▶ _EXERCISE BRIEF_
Your response should be every line from the entries that includes the string "below".

▶ _SUPPLIED MATERIAL_
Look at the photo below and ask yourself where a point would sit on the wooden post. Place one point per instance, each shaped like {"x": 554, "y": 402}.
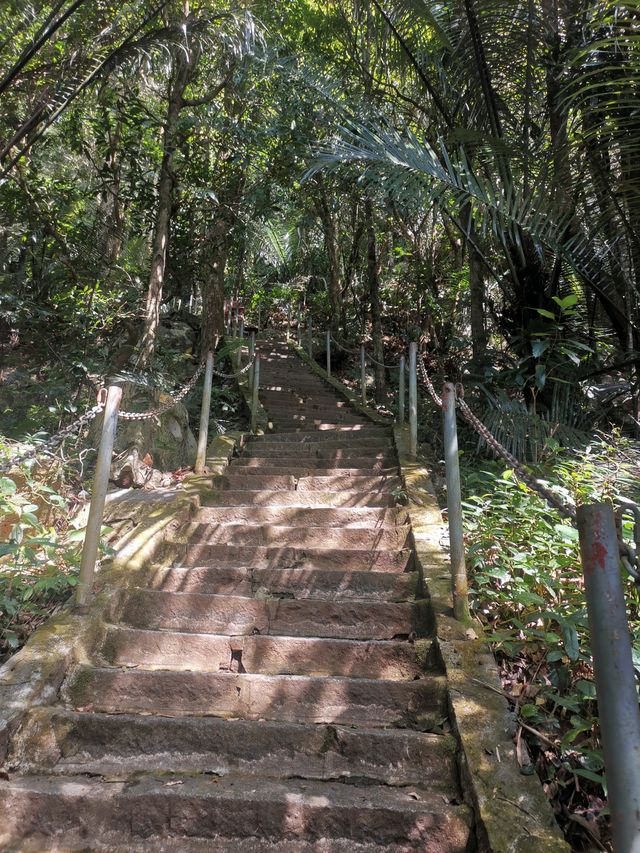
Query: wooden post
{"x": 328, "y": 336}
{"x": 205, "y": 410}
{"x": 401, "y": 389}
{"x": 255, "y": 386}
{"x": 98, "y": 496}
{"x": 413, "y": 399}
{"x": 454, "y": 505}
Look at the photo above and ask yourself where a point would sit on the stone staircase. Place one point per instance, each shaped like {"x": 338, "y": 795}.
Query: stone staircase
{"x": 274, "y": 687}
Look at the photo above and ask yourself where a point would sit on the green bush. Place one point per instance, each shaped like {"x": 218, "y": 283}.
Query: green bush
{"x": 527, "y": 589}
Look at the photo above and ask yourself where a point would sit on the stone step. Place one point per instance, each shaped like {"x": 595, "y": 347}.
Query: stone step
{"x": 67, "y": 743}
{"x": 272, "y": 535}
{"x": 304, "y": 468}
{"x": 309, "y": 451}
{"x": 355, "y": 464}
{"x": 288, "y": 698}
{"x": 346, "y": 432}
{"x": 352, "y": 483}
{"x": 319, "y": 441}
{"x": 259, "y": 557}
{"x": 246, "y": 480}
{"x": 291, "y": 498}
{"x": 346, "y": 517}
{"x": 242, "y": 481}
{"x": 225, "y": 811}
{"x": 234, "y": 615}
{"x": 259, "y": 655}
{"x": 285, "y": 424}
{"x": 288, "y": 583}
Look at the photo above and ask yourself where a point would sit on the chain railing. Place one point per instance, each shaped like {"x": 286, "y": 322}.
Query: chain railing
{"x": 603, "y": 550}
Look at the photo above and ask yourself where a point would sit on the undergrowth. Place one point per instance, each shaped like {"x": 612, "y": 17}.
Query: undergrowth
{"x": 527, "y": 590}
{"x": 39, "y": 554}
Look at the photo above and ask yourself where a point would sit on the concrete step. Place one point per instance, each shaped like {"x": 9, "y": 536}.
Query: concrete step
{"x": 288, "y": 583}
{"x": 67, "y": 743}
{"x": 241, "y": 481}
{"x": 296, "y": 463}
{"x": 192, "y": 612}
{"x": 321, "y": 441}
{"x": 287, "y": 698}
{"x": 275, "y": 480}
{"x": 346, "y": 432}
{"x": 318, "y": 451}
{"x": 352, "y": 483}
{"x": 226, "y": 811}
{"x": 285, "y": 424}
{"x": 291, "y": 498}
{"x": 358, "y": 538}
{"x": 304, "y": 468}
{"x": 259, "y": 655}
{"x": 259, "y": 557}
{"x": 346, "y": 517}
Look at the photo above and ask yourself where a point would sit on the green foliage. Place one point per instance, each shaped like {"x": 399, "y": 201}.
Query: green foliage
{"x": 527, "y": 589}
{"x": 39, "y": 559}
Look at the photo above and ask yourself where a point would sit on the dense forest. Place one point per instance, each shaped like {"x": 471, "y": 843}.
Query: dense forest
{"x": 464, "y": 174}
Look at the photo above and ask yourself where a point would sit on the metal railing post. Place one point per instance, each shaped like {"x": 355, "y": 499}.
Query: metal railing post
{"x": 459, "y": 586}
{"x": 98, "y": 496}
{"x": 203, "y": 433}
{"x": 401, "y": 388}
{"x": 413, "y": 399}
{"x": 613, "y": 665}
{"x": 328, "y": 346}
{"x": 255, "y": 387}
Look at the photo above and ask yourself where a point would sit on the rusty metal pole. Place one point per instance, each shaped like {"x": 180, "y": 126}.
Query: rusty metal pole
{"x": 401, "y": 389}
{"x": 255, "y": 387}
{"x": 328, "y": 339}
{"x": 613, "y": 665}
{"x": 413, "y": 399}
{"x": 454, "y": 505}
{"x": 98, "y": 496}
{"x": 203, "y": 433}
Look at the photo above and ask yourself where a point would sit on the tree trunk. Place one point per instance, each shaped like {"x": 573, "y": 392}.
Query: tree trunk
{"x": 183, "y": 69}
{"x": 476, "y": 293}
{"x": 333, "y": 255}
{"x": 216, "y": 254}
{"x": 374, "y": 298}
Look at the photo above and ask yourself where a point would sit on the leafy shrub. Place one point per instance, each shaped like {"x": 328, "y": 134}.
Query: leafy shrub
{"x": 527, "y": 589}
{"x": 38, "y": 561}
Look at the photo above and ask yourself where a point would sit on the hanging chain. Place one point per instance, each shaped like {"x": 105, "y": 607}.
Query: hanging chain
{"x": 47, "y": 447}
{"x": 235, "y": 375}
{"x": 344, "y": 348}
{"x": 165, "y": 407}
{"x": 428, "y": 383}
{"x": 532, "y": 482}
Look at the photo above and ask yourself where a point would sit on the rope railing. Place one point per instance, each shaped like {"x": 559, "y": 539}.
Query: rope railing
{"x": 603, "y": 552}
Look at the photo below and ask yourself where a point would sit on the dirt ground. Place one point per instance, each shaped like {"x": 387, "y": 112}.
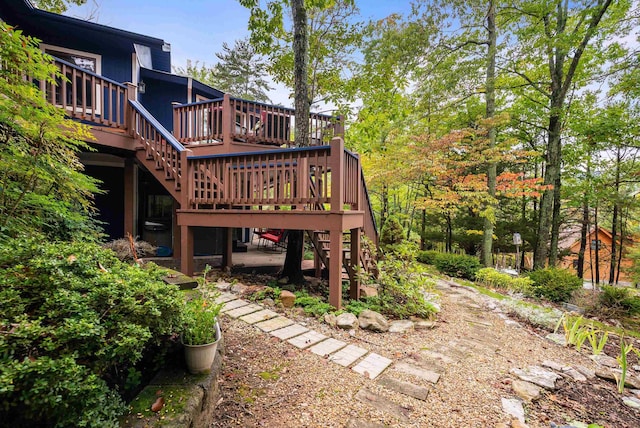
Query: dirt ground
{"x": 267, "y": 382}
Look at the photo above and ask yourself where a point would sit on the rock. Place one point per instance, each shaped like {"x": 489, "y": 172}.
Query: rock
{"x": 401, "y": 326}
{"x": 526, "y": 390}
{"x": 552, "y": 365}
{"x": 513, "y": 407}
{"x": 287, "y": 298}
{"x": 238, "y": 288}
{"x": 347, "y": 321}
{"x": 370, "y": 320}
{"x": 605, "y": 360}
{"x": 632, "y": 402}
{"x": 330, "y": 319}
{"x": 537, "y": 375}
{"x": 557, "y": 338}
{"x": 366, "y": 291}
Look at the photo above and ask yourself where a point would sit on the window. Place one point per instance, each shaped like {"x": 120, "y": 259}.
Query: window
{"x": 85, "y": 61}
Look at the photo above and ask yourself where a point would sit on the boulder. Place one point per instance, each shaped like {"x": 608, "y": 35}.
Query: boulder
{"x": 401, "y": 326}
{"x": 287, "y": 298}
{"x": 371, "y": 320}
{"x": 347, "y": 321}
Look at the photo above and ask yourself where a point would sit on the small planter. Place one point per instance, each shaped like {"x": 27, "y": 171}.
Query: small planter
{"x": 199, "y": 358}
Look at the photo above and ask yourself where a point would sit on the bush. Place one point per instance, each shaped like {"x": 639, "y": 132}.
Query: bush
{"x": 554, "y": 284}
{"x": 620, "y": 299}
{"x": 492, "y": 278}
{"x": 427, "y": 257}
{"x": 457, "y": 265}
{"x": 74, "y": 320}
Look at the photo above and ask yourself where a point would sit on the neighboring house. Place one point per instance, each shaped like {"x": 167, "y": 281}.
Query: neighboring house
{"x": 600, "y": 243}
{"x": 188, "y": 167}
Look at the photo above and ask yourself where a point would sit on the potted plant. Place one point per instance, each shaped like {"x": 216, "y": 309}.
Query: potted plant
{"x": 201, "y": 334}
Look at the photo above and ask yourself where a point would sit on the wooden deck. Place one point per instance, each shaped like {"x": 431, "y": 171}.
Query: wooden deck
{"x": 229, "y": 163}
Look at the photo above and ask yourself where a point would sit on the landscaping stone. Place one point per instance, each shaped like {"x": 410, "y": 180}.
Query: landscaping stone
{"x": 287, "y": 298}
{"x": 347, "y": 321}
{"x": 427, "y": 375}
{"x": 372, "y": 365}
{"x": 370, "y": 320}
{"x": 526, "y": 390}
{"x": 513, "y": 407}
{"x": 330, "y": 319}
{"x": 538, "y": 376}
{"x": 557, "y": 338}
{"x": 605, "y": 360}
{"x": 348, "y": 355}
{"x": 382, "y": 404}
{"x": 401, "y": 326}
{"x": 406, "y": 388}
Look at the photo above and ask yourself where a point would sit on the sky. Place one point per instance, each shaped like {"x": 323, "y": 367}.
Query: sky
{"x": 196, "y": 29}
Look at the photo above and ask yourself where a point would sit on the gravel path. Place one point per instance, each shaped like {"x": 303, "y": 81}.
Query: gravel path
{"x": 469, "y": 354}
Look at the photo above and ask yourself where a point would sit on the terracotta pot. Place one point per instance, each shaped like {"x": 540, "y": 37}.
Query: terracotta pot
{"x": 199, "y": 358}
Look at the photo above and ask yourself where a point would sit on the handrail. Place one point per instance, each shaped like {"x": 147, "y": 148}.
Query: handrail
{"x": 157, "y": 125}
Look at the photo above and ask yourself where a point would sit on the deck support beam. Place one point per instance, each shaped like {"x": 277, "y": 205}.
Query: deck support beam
==
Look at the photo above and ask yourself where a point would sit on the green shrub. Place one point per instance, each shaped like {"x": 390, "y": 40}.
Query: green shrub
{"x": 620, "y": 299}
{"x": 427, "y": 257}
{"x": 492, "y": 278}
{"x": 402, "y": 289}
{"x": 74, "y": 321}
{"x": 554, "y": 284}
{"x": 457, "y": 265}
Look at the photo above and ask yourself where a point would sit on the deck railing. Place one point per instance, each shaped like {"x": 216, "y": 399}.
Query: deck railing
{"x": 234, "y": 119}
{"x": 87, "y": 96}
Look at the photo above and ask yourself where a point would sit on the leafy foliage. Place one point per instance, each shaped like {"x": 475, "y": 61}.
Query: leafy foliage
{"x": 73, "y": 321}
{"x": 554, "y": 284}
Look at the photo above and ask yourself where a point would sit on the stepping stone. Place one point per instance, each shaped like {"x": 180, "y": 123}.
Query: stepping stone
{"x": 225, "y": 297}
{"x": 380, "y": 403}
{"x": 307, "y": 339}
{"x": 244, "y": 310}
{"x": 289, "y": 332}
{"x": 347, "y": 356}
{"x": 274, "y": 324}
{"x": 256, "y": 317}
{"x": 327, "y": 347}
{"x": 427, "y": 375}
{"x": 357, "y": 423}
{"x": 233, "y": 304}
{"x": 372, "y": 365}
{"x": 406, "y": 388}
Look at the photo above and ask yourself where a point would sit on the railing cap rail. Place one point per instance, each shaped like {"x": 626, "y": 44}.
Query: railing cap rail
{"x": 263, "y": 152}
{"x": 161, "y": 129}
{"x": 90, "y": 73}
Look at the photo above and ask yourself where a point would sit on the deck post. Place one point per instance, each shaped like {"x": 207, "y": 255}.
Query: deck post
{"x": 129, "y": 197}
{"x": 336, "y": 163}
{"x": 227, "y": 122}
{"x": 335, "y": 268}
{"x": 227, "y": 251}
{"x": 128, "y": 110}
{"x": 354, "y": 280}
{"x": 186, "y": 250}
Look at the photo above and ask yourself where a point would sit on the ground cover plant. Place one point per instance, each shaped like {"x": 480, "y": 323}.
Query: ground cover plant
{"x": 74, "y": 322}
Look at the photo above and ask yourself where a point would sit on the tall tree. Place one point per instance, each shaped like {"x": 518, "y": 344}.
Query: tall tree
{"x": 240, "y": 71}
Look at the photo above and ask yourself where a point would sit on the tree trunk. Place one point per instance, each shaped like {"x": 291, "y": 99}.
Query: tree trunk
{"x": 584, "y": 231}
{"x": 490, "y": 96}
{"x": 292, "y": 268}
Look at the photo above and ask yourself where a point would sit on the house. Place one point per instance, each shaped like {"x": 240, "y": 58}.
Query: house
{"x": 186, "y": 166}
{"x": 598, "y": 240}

▶ _ANSWER SPACE_
Look at the photo below and ask yourself where a point would sit on the wooden post. Place one point per instance, each shaped like {"x": 554, "y": 402}.
Look at the photo below and ask yourself where a point would sit on the dirt ground. Place one point per instance, each shaped like {"x": 387, "y": 112}.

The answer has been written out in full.